#### To do
List every fund manager profiled in the article on India's top fund managers below, and give the mutual fund house named with each.

Lessons from India’s Top Fund Managers: How Discipline, Conviction, and Strategy Drive Superior Returns
Morningstar, a leading global investment research firm, has spotlighted some of India’s most successful mutual fund managers, revealing the key factors behind their consistent performance. The analysis underscores how long-term vision, fundamental research, contrarian thinking, and disciplined portfolio management help these fund managers outperform over time—even through volatile markets.
Sankaran Naren – ICICI Prudential Mutual Fund
Fund Managed: ICICI Prudential Value Discovery Fund
Investment Style: Value-focused with a growth overlay
Sankaran Naren’s investment style blends value investing principles with selective growth opportunities, enabling his fund to navigate sectoral shifts effectively. In a notable instance during 2021–22, Naren drastically reduced exposure to IT—from 20% in early 2021 to just 9% by year-end—while increasing allocation to the energy sector at 11%, reflecting his ability to rotate sectors ahead of market moves.
Another standout call was his contrarian investment in Vodafone Group Plc ADR in mid-2021. While the move initially underperformed, it paid off with a 15% return over the following year. His approach to investing is marked by deep introspection, learning from past mistakes, and making fewer errors rather than chasing perfect returns.
Even in sectors like pharma, which entered a slump in 2023, Naren held on to his long-term conviction. As the sector rebounded in 2024, his patience proved profitable—showcasing his resilience and foresight in market cycles.
Neelesh Surana – Mirae Asset Mutual Fund
Role: Chief Investment Officer (CIO) – Equity
Approach: Bottom-up stock picking with valuation discipline
Neelesh Surana has been a cornerstone of Mirae AMC since 2008, known for high-conviction investing and an aversion to hype-driven bets. His strategy centers on selecting scalable businesses with strong return ratios and robust management, avoiding overvalued or momentum stocks.
Surana believes in alpha through stock selection, not sector timing. For instance, his calculated positions in Zomato (Eternal) and Policybazaar (PB Fintech)—though unprofitable in early valuation metrics—were limited to under 2% of the portfolio. These investments later turned multi-baggers in 2024, validating his foresight and restraint.
He maintains a strict sell discipline, exiting stocks once target valuations are achieved—regardless of holding period. His success lies in a research-driven, fundamentals-first approach, paired with the courage to stay the course during temporary volatility.
️Suyash Choudhary – Bandhan Mutual Fund
Domain: Fixed Income
Philosophy: Macro-conscious, risk-averse, capital preservation
Known for his conservative stance, Suyash Choudhary avoids speculative credits, focusing on sovereign and AAA-rated debt instruments. This risk-averse style paid off especially during periods of economic turbulence, when his funds showed remarkable stability due to limited credit exposure.

#### Data listing
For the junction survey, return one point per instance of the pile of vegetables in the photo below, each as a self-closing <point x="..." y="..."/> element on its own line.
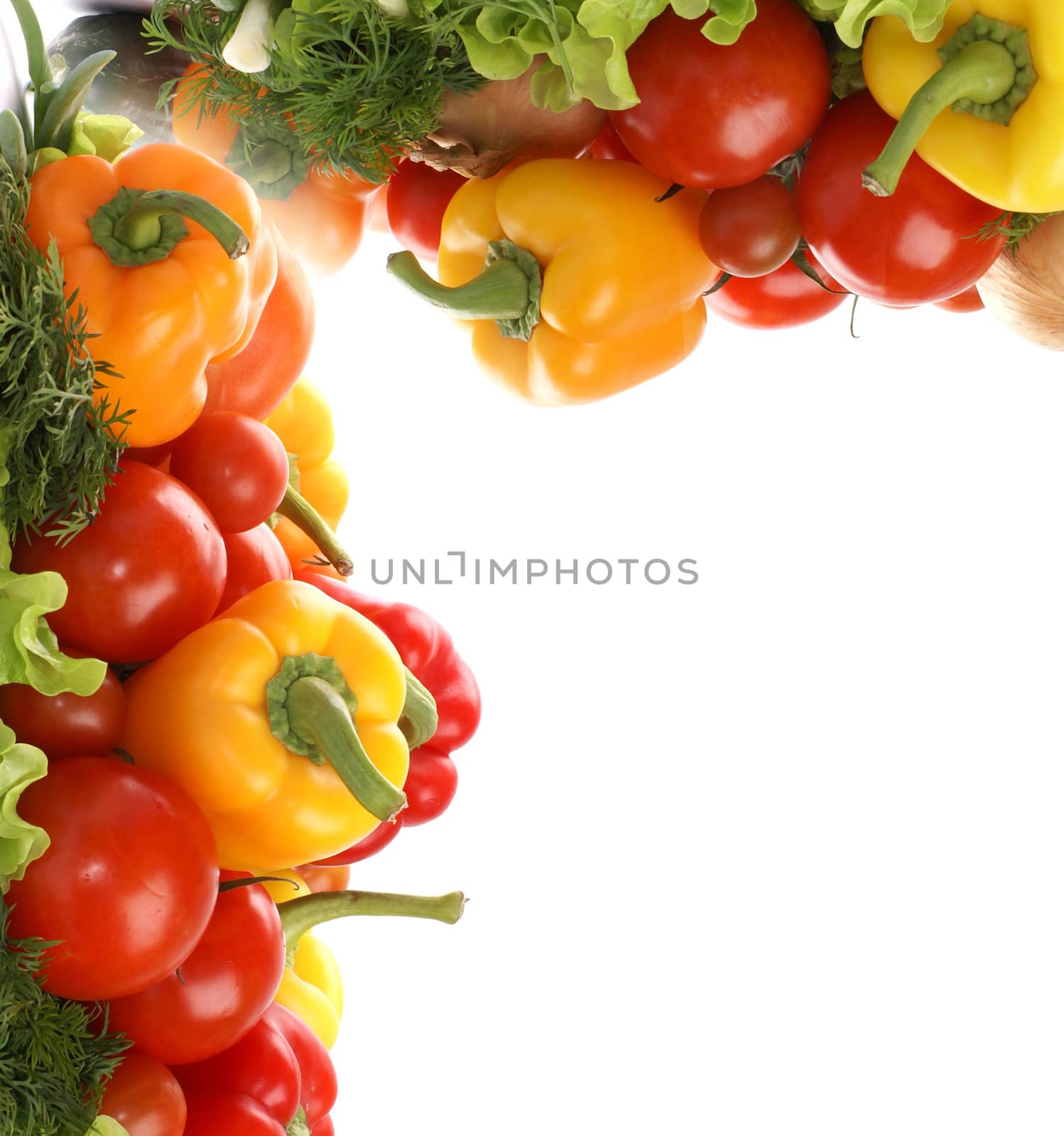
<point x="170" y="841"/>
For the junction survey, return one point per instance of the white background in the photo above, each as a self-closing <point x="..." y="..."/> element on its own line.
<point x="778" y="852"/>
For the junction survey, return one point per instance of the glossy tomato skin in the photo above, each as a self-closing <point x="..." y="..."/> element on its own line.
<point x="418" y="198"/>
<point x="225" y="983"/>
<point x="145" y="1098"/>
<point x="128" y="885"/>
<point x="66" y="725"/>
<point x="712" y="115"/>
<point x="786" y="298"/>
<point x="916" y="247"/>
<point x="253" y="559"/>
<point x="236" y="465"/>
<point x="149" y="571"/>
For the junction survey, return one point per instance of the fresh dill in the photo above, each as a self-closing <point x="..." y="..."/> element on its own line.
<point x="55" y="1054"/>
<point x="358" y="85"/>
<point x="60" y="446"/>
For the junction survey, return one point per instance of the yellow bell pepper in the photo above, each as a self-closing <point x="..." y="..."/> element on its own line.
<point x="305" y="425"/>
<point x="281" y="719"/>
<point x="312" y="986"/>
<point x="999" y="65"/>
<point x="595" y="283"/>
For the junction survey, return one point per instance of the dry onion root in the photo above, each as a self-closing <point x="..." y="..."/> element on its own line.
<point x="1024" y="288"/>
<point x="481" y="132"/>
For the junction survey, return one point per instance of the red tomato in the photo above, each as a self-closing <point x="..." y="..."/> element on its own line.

#### Solution for this exercise
Sankaran Naren – ICICI Prudential Mutual Fund
Neelesh Surana – Mirae Asset Mutual Fund
Suyash Choudhary – Bandhan Mutual Fund